Given exercise: Give every line of the data again, unchanged, but with no pictures.

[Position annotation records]
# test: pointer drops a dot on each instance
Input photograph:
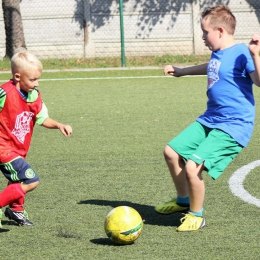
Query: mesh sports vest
(17, 120)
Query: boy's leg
(181, 147)
(176, 166)
(21, 177)
(214, 154)
(196, 185)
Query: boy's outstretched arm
(179, 72)
(66, 130)
(254, 47)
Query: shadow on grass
(147, 213)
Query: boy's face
(210, 36)
(27, 80)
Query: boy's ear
(17, 76)
(221, 30)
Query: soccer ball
(123, 225)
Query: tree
(13, 26)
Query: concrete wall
(91, 28)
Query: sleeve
(2, 98)
(42, 115)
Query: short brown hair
(220, 16)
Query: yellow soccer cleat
(191, 223)
(170, 207)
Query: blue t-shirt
(230, 106)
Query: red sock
(17, 205)
(10, 194)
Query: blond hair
(220, 16)
(22, 60)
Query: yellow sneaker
(170, 207)
(191, 223)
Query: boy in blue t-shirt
(218, 135)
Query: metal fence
(91, 28)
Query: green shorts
(213, 147)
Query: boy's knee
(170, 154)
(30, 186)
(193, 169)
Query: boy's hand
(254, 44)
(173, 71)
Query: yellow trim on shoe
(170, 207)
(191, 222)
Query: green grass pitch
(122, 121)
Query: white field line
(106, 78)
(236, 183)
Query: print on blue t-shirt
(230, 105)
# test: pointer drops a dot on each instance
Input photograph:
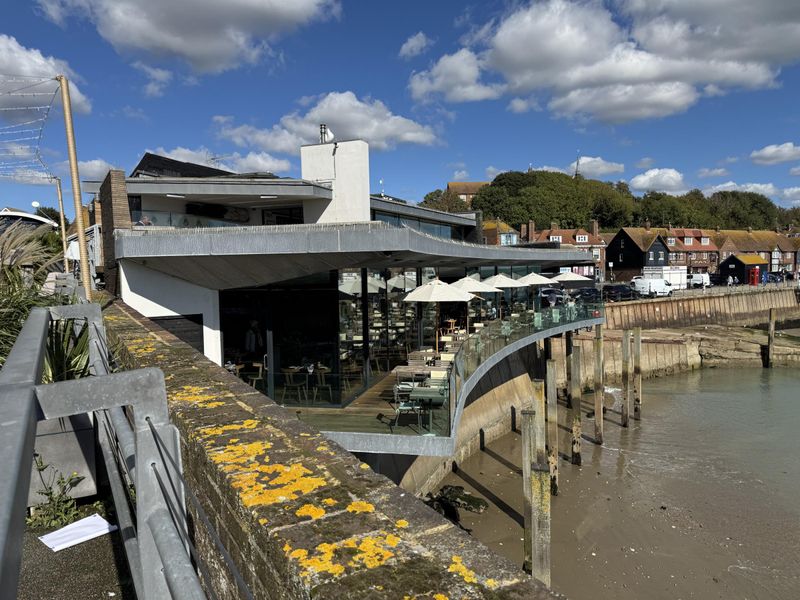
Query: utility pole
(63, 224)
(76, 186)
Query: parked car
(619, 292)
(651, 287)
(699, 280)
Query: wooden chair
(322, 384)
(290, 383)
(254, 378)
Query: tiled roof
(569, 236)
(751, 259)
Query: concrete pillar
(575, 388)
(626, 376)
(599, 384)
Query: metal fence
(139, 445)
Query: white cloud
(792, 194)
(158, 79)
(594, 166)
(767, 189)
(523, 105)
(348, 116)
(415, 45)
(492, 172)
(646, 60)
(92, 169)
(776, 153)
(236, 162)
(659, 180)
(456, 77)
(718, 172)
(209, 35)
(30, 63)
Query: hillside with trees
(543, 196)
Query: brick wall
(300, 516)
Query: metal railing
(139, 445)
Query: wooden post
(626, 376)
(576, 405)
(599, 384)
(552, 425)
(536, 539)
(568, 346)
(773, 314)
(637, 373)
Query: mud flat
(697, 500)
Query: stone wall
(300, 516)
(745, 307)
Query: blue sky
(669, 95)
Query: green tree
(447, 201)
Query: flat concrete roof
(220, 186)
(236, 257)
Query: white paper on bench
(77, 532)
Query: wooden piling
(552, 425)
(568, 348)
(536, 538)
(773, 317)
(599, 384)
(575, 393)
(637, 373)
(626, 376)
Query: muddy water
(699, 499)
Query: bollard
(536, 538)
(626, 376)
(637, 372)
(552, 425)
(575, 386)
(599, 384)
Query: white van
(699, 280)
(651, 287)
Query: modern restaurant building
(305, 277)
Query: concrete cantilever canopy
(235, 257)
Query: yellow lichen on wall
(194, 394)
(290, 482)
(459, 568)
(360, 506)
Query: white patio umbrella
(570, 276)
(402, 282)
(352, 287)
(437, 291)
(535, 279)
(503, 282)
(474, 286)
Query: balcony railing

Result:
# test: pointer drops a dot on each instance
Input photograph:
Query: mesh sports vest
(17, 120)
Query: boy's leg
(181, 147)
(176, 166)
(21, 177)
(214, 154)
(196, 185)
Query: boy's outstretched arm
(179, 72)
(66, 130)
(254, 47)
Query: shadow on grass
(147, 213)
Query: boy's face
(210, 36)
(27, 80)
Query: boy's ear
(17, 76)
(221, 30)
Query: soccer ball
(123, 225)
Query: tree
(13, 26)
Query: concrete wall
(91, 28)
Query: sleeve
(2, 98)
(42, 115)
Query: short brown hair
(220, 16)
Query: yellow soccer cleat
(191, 223)
(170, 207)
Query: blue t-shirt
(230, 106)
Query: red sock
(17, 205)
(10, 194)
Query: blond hair
(220, 16)
(22, 60)
Query: yellow sneaker
(170, 207)
(191, 223)
Query: boy in blue t-shirt
(218, 135)
Query: metal fence
(91, 28)
Query: green shorts
(213, 147)
Query: boy's knee
(170, 154)
(30, 186)
(193, 169)
Query: boy's hand
(254, 44)
(173, 71)
Query: yellow trim on shoe
(170, 207)
(191, 222)
Query: green grass pitch
(122, 121)
Query: white field line
(106, 78)
(236, 183)
Query: print on blue t-shirt
(230, 105)
# test: pointer drops a dot on each instance
Input photograph:
Query: utility pole
(63, 224)
(76, 186)
Query: parked car
(619, 292)
(651, 287)
(699, 280)
Query: wooden chair
(322, 384)
(290, 383)
(254, 378)
Query: tiled roof
(569, 236)
(751, 259)
Query: concrete pillar
(575, 388)
(626, 376)
(599, 384)
Query: metal fence
(139, 445)
Query: white cloud
(792, 194)
(158, 79)
(594, 166)
(767, 189)
(523, 105)
(348, 116)
(415, 45)
(492, 172)
(646, 60)
(92, 169)
(776, 153)
(236, 162)
(659, 180)
(456, 77)
(718, 172)
(209, 35)
(30, 63)
Query: hillside with trees
(543, 196)
Query: brick wall
(300, 516)
Query: metal railing
(139, 445)
Query: wooden post
(626, 376)
(576, 405)
(599, 384)
(552, 425)
(536, 539)
(568, 346)
(773, 314)
(637, 373)
Query: mud flat
(697, 500)
Query: stone wall
(300, 516)
(745, 307)
Query: blue sky
(669, 95)
Query: green tree
(447, 201)
Query: flat concrete roof
(220, 186)
(236, 257)
Query: white paper on bench
(77, 532)
Query: wooden piling
(552, 425)
(568, 348)
(536, 538)
(773, 317)
(599, 384)
(575, 393)
(637, 373)
(626, 376)
Query: muddy water
(699, 499)
Query: bollard
(536, 538)
(626, 376)
(637, 372)
(552, 425)
(575, 386)
(599, 384)
Query: white van
(699, 280)
(651, 287)
Query: modern restaurant building
(305, 277)
Query: concrete cantilever canopy
(235, 257)
Query: yellow lichen on wall
(194, 394)
(290, 482)
(459, 568)
(360, 506)
Query: white patio umbrella
(570, 276)
(402, 282)
(352, 287)
(437, 291)
(535, 279)
(503, 282)
(474, 286)
Query: balcony railing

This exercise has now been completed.